Coordinate annotation listing
-- start --
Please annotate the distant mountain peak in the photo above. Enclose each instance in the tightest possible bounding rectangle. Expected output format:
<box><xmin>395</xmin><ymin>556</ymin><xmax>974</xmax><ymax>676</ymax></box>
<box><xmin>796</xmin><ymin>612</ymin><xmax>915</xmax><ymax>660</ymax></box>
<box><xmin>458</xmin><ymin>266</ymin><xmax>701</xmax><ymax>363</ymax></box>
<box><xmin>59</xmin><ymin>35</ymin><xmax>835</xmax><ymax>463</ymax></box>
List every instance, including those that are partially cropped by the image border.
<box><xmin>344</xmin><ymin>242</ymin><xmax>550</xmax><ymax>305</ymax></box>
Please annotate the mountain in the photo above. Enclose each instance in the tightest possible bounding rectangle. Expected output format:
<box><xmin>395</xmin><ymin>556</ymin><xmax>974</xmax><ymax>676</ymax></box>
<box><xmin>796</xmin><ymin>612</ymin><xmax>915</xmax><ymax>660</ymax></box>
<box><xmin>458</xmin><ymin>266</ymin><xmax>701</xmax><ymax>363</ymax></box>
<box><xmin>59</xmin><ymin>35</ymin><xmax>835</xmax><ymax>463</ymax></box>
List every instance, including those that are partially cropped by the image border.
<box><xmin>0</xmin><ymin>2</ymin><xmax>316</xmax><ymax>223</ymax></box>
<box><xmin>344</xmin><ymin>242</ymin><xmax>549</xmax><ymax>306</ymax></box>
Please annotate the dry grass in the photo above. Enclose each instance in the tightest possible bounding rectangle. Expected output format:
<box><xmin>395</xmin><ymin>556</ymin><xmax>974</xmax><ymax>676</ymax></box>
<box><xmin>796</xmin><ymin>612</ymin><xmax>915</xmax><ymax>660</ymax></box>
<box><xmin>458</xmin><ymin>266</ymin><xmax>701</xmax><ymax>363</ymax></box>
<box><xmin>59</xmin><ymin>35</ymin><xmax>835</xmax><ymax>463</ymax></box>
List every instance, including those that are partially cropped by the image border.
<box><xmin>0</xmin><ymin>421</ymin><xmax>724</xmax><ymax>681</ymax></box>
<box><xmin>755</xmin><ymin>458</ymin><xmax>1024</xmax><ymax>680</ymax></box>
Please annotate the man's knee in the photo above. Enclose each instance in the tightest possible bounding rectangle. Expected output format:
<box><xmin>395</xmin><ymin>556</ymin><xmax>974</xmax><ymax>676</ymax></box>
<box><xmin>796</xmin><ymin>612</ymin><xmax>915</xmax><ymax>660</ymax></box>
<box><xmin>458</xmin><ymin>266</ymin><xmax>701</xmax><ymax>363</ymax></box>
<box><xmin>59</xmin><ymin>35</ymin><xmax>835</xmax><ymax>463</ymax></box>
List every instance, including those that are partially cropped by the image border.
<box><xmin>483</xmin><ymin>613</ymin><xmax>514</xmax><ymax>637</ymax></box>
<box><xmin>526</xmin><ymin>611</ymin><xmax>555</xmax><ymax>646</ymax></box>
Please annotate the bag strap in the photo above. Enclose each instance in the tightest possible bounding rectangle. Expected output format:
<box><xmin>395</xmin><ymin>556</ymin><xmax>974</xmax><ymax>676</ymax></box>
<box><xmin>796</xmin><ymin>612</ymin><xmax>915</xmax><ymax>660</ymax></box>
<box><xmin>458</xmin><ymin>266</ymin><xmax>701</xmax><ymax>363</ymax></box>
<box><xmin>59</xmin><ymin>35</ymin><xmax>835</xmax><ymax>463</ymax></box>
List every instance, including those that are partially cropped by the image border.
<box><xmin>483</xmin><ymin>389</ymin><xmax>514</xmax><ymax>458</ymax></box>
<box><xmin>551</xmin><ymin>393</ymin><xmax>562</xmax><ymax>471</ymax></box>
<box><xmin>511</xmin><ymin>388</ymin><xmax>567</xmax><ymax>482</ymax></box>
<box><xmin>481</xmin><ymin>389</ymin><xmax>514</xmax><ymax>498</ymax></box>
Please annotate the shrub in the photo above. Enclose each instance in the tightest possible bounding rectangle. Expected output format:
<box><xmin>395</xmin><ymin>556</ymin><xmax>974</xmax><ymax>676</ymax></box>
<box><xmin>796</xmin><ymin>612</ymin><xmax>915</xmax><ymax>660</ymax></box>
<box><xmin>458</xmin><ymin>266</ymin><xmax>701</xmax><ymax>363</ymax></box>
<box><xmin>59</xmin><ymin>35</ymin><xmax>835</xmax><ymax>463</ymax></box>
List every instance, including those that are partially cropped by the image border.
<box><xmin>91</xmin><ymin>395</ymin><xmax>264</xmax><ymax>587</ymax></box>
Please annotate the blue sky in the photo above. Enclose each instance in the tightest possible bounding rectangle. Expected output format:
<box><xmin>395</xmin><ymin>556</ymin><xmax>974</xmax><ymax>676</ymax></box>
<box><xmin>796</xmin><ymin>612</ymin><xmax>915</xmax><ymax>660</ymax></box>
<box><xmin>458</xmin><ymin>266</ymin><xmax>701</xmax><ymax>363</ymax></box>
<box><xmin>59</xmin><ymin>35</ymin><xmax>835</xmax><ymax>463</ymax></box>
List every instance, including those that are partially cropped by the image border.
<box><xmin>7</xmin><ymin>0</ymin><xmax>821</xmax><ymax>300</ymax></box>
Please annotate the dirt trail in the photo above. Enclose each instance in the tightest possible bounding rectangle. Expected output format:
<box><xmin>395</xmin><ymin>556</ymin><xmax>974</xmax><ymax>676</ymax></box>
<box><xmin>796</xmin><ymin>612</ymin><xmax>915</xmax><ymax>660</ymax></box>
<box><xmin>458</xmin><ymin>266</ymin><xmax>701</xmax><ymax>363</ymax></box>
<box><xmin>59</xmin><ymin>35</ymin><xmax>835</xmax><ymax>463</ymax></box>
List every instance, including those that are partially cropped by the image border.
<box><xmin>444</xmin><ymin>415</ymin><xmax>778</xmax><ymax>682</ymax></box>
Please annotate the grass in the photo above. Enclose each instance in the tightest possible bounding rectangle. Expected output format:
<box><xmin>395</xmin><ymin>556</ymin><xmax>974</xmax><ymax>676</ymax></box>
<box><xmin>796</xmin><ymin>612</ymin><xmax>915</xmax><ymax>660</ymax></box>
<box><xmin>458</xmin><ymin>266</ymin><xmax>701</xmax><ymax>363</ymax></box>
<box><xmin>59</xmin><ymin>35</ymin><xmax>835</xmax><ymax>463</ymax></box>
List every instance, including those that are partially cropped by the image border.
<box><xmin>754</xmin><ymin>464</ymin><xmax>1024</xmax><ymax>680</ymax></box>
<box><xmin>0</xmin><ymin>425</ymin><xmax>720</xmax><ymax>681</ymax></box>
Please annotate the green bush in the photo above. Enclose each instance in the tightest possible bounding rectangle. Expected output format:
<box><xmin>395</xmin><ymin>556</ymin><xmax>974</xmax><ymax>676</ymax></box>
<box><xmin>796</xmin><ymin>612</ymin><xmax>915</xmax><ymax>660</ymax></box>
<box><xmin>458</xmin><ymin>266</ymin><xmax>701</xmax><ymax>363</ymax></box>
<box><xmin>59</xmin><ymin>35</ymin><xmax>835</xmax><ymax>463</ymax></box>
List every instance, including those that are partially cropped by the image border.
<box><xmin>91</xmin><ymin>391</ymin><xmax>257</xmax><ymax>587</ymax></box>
-- end --
*Problem to work on*:
Report how many lines of the listing above contain the string "mountain", treating uppercase and lowercase letters as distinct. Give only the number.

*Written answer*:
2